■ **Task requirements**: Format the items below as a numbered list, omitting blank lines and leaving out the pictures.

(Entries from a point annotation set)
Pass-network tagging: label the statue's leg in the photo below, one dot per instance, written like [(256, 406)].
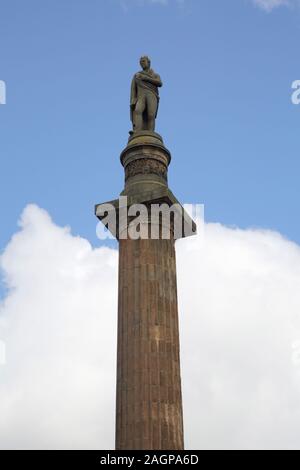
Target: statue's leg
[(151, 108), (138, 114)]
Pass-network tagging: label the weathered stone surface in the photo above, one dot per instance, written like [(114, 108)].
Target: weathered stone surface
[(149, 404)]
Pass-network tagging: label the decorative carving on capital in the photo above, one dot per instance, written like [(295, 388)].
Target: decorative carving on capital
[(146, 167)]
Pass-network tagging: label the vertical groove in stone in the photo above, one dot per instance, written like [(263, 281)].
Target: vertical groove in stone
[(149, 403)]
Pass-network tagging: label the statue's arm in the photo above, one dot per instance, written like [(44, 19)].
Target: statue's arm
[(155, 79)]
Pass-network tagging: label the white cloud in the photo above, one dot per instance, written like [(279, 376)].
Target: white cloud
[(240, 323), (269, 5)]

■ **Written reply**:
1. Pass-network tagging: label the statue's leg in the photo below, one dot per instance, written like [(256, 406)].
2. Target: statue's leg
3. [(151, 108), (138, 114)]
4. Pass-network tagging: label the weathered stone surface in the photo above, one dot per instance, written like [(114, 108)].
5. Target: weathered stone surface
6. [(149, 404)]
7. Pass-network tagging: label the decorative carving on capital in the photo above, one dot per instance, written like [(295, 388)].
8. Target: decorative carving on capital
9. [(146, 167)]
10. Pass-network tagging: label the vertical groove in stone in the photo above, one dot per instance, written like [(263, 281)].
11. Target: vertical groove in stone
12. [(149, 403)]
13. Pass-network tagging: label the statue's arm in the photo above, one dot per instance, written like [(44, 19)].
14. Target: statue's arm
15. [(155, 79)]
16. Pass-network tagging: label the white cloud in the photo above, one dot per instance, written like [(279, 376)].
17. Target: white cloud
18. [(240, 323), (269, 5)]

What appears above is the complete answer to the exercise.